Exploring NYC - Analysis of Crime Data in New York City

Using NYPD Complaint Data to analyze crime events in different boroughs.

Jeff, Lu Chia-Ching
Nov 7 · 9 min read
Photo by Mark Asthoff on Unsplash

Introduction

When I moved to New York City, I kept hearing different people saying the same thing: I should watch out for the city in terms of personal safety. Even though, historically, NYC has become a much safer place than before (The troll tourist guide about New York in the 1970s: ‘Welcome to Fear City’ — the inside story of New York’s civil war, 40 years on), New York City leaves a full-of-fun but somewhat-terrifying image to the locals and people all around the world.
E.g. Here is the total crime by year from 1985 to 2014, showing the decrease in NYC crime rate since the 80s:

data from UCR Statistics

Despite hearing all of these talks, I don’t think I ever heard anyone (even native New Yorkers), bring up any kind of data sources or statistics to prove their overall idea of borough safety. Being an analytics student, I had an itch to dive into this topic and actually figure out what the true reality of this situation is.

What is the distribution of Crime in each borough?

Since this is a broad topic that could be analyzed in various aspects, I decided to focus on my most pressing question: Do the different boroughs have significant differences in terms of crime level and crime type?

People in NYC always say that some boroughs are safer than others. However, there’s a disproportionate amount of people who live in Manhattan and Brooklyn with fewer living in Staten Island and Queens, so it is difficult to assume that any of these boroughs are safer in terms of different populations. Having this in mind, I decided to dive into this question using various analytical techniques.

New York City has five boroughs: Manhattan, Bronx, Brooklyn, Queens & Staten Island. Photo by nycmap360.com

Dataset Used

For this project, I used the NYPD Complaint Data from NYCOpenData. It contains all the NYC history crime data reported by NYPD through 2019, and I extracted the 2018 data from it to avoid any missing data in 2019. This exploratory analysis is conducted with Python and Tableau.

(Point annotation records)
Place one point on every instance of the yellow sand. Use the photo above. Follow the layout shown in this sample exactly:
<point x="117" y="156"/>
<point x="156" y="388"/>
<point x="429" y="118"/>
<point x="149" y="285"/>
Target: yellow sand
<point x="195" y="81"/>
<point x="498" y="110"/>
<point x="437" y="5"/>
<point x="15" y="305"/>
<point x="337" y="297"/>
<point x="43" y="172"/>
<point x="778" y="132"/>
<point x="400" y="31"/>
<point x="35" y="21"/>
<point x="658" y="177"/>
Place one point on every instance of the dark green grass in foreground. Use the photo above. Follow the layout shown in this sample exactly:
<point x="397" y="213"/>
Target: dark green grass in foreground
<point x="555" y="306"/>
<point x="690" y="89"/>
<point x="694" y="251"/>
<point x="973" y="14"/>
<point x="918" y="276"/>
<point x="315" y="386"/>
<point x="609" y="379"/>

[Written task A] In the NYC crime article, which tools were used to conduct the exploratory analysis?
[Written task B] Say whether each statement agrees with the NYC crime article: (i) The NYPD Complaint Data holds crime data reported by NYPD through 2019. (ii) More people live in Staten Island than in Manhattan. (iii) The total crime chart covers the years 1985 to 2014.
[Written task C] Write out the passage of the NYC crime article between "Jeff, Lu Chia-Ching" and "around the world.", inclusive.

[Full answer A] Python and Tableau.

[Full answer B]
(i) Yes: "It contains all the NYC history crime data reported by NYPD through 2019"
(ii) No: "there’s a disproportionate amount of people who live in Manhattan and Brooklyn with fewer living in Staten Island and Queens"
(iii) Yes: "Here is the total crime by year from 1985 to 2014"

[Full answer C]
Jeff, Lu Chia-Ching
Nov 7 · 9 min read
Photo by Mark Asthoff on Unsplash

Introduction

When I moved to New York City, I kept hearing different people saying the same thing: I should watch out for the city in terms of personal safety. Even though, historically, NYC has become a much safer place than before (The troll tourist guide about New York in the 1970s: ‘Welcome to Fear City’ — the inside story of New York’s civil war, 40 years on), New York City leaves a full-of-fun but somewhat-terrifying image to the locals and people all around the world.